## DIRECTION
Starting at the line that contains "Where can the train" and continuing through the end of the records, copy the lines out again with "blue sleeve" substituted for "green sleeve" and nothing else changed. Leave the pictures out of your copy.

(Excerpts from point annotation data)

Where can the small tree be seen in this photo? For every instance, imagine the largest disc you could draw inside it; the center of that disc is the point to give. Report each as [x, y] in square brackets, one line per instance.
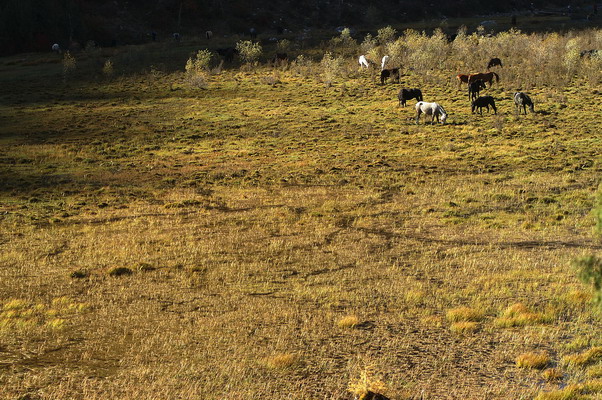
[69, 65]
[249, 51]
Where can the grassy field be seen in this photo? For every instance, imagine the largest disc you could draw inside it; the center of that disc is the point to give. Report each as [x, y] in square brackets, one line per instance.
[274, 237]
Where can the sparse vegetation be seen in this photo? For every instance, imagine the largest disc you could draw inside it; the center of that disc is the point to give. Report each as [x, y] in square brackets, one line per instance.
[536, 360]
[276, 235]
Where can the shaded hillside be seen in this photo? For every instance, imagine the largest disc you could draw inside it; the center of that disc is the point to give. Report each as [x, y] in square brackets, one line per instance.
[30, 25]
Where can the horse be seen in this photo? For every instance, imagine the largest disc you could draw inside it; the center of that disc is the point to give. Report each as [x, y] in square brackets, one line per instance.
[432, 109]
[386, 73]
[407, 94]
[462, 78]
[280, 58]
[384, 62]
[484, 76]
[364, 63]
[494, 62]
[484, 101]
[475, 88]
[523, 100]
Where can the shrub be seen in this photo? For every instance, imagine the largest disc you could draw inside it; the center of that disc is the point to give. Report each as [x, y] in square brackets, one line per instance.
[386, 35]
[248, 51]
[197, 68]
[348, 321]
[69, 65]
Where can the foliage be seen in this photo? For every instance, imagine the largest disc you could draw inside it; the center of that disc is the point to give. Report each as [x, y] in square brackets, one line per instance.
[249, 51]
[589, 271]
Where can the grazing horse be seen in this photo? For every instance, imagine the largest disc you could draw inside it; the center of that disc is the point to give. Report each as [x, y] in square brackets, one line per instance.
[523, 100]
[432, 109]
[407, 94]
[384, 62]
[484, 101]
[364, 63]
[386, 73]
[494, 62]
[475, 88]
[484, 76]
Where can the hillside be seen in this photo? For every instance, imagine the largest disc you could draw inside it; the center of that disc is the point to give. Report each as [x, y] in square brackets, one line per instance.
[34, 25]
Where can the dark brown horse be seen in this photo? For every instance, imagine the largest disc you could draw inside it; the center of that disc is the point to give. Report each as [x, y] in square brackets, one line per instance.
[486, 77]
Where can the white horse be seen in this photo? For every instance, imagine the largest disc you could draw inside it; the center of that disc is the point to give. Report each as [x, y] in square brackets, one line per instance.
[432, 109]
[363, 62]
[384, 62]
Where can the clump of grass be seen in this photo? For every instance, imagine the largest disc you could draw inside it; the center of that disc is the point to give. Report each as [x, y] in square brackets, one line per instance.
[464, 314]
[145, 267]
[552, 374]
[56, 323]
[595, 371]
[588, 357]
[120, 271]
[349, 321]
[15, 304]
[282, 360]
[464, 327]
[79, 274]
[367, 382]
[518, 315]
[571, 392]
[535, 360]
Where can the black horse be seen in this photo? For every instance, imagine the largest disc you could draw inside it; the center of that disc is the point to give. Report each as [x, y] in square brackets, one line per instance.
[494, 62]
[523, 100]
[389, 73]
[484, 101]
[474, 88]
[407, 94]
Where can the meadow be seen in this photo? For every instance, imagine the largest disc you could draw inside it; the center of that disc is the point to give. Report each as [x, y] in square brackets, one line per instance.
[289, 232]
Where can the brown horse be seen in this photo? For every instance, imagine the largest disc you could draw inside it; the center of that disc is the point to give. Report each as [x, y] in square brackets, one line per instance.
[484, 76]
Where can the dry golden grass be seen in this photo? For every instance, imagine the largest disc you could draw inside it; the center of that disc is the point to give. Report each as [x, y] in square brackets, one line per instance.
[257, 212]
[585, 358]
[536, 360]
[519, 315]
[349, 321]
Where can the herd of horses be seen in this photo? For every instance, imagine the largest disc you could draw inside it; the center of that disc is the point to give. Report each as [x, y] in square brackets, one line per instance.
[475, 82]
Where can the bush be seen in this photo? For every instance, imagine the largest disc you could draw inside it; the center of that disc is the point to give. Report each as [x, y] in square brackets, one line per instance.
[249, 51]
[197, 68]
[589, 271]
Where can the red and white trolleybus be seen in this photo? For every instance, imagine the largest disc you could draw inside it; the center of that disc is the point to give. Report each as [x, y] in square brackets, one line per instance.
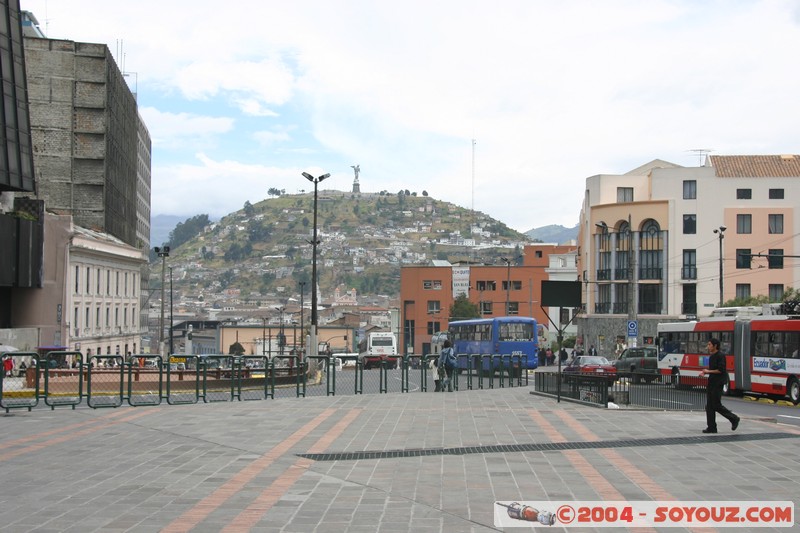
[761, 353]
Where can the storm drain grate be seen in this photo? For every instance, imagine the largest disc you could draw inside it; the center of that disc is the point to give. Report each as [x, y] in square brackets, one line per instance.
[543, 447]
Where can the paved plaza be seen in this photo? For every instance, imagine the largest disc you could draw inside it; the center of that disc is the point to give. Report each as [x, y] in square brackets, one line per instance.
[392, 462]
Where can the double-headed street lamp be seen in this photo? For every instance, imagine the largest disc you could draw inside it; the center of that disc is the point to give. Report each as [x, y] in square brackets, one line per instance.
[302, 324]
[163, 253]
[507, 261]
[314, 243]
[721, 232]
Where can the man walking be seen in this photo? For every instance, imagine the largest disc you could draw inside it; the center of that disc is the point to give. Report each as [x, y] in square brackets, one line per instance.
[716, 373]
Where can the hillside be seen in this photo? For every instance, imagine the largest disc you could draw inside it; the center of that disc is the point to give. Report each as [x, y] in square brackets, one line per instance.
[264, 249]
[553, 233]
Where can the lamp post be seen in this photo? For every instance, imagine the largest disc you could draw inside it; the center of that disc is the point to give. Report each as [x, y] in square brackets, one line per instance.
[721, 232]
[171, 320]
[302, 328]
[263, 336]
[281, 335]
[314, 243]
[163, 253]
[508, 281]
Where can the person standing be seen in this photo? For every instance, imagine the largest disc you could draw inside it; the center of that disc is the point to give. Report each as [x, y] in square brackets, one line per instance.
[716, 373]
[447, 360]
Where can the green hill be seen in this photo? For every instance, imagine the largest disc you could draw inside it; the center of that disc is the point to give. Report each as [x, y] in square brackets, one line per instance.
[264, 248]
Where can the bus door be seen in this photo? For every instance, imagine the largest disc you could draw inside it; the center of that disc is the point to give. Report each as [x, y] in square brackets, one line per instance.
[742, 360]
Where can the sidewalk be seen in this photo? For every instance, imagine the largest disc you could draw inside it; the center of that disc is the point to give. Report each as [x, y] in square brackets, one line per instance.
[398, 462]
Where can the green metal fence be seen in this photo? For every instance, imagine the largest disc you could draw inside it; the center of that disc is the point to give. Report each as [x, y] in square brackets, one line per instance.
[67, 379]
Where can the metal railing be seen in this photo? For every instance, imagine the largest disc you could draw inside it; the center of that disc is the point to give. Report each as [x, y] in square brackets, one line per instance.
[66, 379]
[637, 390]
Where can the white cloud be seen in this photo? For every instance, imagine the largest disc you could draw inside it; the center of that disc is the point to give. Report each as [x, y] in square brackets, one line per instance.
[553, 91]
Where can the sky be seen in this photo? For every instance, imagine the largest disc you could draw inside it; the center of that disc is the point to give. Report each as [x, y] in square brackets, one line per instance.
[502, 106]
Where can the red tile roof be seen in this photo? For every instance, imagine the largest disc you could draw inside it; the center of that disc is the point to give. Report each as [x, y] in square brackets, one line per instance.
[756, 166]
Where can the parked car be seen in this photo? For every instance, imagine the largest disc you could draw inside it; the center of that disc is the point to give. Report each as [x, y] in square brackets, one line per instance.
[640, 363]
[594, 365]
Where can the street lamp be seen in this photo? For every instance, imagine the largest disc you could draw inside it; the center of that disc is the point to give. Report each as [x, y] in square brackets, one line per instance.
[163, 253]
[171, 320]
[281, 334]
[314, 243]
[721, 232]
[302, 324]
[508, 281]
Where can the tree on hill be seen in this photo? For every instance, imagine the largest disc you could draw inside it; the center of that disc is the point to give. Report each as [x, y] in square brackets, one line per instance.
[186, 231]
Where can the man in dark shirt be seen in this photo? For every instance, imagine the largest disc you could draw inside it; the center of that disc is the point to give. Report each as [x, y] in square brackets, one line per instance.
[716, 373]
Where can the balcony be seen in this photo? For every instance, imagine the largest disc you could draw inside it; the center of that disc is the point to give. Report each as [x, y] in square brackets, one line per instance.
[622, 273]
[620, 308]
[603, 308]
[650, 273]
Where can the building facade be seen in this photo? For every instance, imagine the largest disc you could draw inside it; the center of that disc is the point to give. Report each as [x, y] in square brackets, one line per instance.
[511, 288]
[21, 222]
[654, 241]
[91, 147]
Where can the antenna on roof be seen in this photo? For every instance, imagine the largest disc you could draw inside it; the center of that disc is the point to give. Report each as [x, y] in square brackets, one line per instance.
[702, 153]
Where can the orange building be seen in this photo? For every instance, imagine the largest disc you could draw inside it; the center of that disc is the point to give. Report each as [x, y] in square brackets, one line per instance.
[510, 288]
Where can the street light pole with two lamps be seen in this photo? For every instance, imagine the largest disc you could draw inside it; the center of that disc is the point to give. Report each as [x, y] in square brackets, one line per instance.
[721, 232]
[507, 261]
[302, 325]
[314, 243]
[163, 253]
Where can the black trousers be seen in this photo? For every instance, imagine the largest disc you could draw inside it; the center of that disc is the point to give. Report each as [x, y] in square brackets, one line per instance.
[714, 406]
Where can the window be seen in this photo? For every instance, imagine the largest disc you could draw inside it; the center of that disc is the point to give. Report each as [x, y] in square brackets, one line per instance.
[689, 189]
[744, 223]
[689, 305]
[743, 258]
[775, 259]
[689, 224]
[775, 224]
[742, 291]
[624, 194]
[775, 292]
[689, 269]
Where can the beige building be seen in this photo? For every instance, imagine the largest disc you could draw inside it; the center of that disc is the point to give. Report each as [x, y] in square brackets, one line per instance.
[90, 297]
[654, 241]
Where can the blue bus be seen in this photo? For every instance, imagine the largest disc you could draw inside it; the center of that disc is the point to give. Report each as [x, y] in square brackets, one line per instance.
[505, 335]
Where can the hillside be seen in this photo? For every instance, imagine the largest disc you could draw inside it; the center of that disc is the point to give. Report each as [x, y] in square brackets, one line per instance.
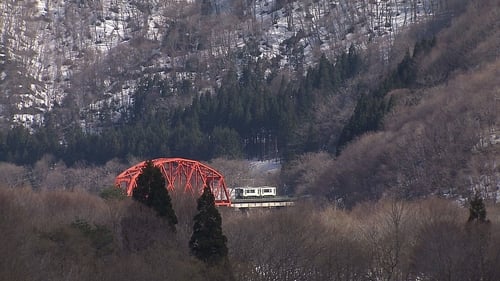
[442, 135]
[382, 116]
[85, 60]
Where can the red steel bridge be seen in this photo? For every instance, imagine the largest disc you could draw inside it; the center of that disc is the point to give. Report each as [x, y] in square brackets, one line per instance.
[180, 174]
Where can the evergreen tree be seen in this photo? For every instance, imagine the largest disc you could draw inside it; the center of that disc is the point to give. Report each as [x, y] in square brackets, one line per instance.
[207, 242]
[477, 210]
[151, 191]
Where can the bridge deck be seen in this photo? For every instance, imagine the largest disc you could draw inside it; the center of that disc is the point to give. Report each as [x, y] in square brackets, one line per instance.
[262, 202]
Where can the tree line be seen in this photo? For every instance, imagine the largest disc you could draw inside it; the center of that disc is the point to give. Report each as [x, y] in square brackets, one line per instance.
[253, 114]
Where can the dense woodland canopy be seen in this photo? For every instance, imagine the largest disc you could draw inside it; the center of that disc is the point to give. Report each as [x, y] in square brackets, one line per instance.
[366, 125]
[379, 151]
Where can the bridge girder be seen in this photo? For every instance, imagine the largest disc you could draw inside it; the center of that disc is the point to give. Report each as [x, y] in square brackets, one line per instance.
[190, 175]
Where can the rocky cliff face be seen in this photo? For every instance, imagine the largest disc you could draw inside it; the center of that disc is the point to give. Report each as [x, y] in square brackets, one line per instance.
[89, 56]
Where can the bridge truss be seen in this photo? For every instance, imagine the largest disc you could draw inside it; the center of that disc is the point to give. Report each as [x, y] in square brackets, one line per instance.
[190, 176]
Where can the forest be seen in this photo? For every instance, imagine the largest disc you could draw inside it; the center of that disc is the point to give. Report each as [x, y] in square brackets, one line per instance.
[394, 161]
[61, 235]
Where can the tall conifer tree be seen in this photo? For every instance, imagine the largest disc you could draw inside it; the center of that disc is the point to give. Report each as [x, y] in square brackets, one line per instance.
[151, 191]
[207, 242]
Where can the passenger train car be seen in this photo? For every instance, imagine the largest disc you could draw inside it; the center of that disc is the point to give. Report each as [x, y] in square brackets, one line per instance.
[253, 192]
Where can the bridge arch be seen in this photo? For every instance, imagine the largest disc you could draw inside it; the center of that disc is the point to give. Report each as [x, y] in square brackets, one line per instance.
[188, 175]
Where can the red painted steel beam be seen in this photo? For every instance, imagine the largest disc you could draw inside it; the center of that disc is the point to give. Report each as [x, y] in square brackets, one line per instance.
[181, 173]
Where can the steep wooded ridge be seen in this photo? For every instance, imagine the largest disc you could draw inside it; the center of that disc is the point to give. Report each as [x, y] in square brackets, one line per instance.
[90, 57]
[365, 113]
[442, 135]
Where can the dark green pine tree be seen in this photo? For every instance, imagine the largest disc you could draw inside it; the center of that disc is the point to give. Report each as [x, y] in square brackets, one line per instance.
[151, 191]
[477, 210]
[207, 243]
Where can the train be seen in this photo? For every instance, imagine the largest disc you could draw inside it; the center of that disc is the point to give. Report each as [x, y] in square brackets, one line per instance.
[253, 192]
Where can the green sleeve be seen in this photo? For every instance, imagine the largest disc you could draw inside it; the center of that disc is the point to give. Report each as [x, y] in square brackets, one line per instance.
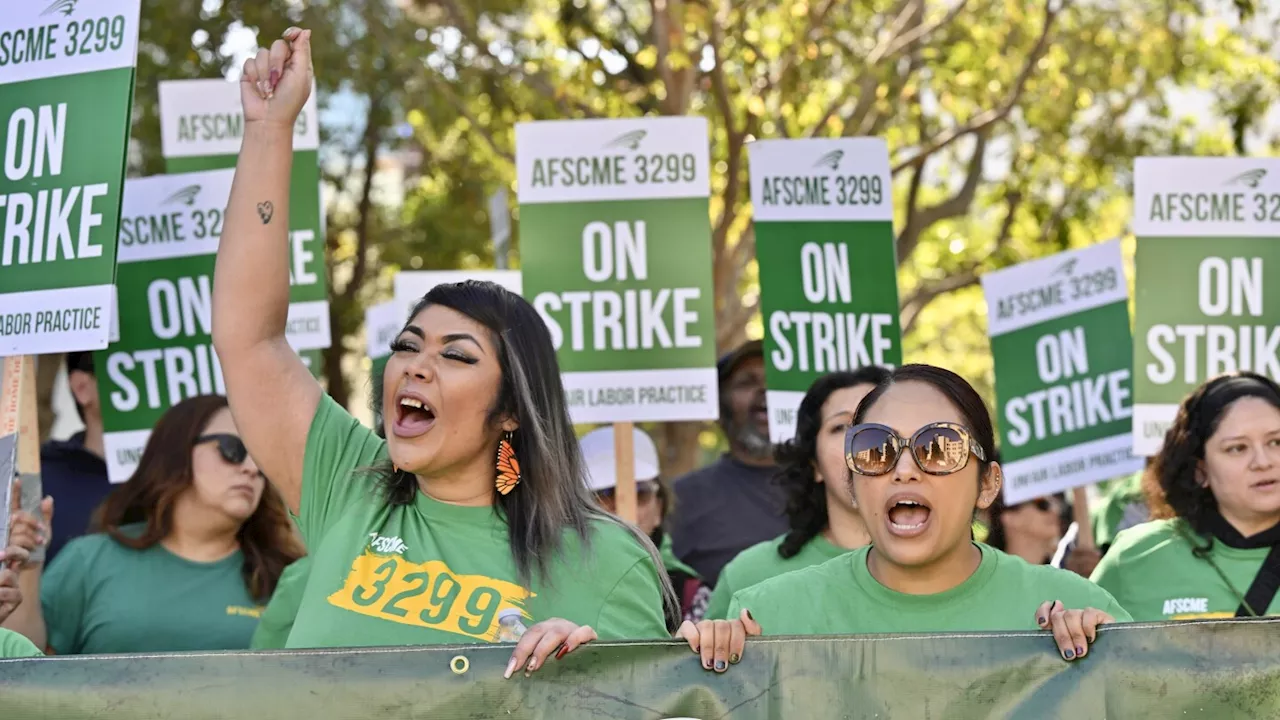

## TASK SOLUTION
Where can the train be seen in this photo? For every instance, imagine the largest disc you could draw inside it; the center of that disc is the point to give. Report each as [x, y] in square brackets, one line per instance.
[253, 192]
Where can the blue sleeve be seen in this photo? For every instance, imagine the largest disc you could draw inside it; the center of that disc is the point to give. Report each as [x, y] in square brackets, one line per instance.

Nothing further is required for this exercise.